# RECORDS SUPPLIED
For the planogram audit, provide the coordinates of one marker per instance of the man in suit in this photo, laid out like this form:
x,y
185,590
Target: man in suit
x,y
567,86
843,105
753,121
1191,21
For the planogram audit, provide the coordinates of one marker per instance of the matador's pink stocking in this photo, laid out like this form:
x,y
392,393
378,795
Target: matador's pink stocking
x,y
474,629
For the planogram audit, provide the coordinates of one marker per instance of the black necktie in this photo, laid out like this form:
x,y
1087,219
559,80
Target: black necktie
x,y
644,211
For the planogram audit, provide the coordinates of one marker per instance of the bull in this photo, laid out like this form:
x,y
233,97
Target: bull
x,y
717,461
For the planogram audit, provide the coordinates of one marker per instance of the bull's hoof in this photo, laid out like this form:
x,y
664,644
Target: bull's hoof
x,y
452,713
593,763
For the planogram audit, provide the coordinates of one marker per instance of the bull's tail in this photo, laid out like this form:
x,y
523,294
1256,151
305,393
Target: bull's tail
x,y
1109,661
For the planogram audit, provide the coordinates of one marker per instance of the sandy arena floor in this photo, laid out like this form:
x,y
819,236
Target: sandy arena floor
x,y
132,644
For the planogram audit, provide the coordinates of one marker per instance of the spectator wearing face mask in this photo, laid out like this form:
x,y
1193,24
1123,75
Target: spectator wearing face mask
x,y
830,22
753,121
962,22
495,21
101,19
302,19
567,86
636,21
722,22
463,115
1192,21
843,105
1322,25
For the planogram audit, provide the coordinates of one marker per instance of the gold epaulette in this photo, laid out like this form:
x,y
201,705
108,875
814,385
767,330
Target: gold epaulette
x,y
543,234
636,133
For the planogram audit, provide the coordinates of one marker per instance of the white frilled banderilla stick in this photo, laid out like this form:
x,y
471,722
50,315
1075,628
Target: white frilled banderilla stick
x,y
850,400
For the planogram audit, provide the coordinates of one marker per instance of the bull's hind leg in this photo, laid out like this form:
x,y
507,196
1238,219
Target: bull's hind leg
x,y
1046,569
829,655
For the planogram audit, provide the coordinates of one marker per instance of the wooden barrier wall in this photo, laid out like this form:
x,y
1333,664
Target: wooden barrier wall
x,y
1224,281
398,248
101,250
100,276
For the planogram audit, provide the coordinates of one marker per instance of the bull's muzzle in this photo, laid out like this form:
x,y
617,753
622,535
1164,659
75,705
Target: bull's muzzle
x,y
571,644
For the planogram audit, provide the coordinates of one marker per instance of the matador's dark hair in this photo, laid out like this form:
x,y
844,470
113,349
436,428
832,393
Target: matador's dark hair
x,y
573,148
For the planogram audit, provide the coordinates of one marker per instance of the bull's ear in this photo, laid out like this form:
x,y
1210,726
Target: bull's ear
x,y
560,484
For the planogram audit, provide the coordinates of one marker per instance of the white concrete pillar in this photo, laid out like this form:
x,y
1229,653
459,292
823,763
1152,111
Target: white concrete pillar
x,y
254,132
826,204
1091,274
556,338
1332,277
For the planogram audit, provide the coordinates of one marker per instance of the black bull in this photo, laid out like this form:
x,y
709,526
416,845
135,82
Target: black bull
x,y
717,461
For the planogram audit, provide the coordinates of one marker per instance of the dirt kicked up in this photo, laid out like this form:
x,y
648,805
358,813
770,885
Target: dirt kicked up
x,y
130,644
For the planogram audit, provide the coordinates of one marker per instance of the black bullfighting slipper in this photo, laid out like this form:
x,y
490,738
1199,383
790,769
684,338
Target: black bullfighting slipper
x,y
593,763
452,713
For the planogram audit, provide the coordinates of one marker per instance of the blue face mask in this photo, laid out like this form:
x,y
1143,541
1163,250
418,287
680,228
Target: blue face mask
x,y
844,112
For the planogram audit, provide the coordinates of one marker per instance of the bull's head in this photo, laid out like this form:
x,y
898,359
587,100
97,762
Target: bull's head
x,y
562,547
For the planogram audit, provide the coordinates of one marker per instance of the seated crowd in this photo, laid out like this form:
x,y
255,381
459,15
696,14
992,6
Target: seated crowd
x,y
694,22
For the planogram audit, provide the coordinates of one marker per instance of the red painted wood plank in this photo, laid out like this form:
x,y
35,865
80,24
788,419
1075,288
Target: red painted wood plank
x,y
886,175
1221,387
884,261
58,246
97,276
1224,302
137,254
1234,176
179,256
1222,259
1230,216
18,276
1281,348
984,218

# GOAL OF THE EXERCISE
Only the lines from the one containing "of the dirt" to the end of the data should be printed, exactly as they stand.

# RESULT FOR THIS TASK
For the planogram audit, provide the coordinates of one marker per instance of the dirt kicked up in this photo, laid out like this form:
x,y
648,805
358,813
770,885
Target: dirt kicked up
x,y
130,644
For the planogram audit, provide the coordinates of one marker per instance of the black bullfighting slipper in this photo, laid out like this form:
x,y
490,738
1199,383
790,769
684,338
Target: black bullfighting slipper
x,y
593,763
452,713
For the planogram audit, provide the coordinates of one marker per instance of the blue face mask in this photo, laid out like this form:
x,y
1143,541
1163,250
418,287
680,228
Target: blue face mask
x,y
844,112
For the planogram audit, provide the coordinates of one marker per instance of the bull's head in this photo, laid out like this form:
x,y
898,359
587,100
97,762
Target: bull's head
x,y
562,547
For the planogram audit, provide the coordinates of one marker per instance of the seated crowd in this photo, laid out like this form:
x,y
255,381
459,15
696,14
992,6
Target: seated crowd
x,y
694,22
For the planogram audit, provide the coordinates of one marker per instance of the red painted wood plank in this photo, laid out like this form:
x,y
35,865
80,24
788,419
1075,288
Target: red painted wood plank
x,y
886,175
1221,387
884,261
58,246
97,276
1224,302
137,254
1234,176
179,256
1222,259
1230,216
18,276
1281,348
984,218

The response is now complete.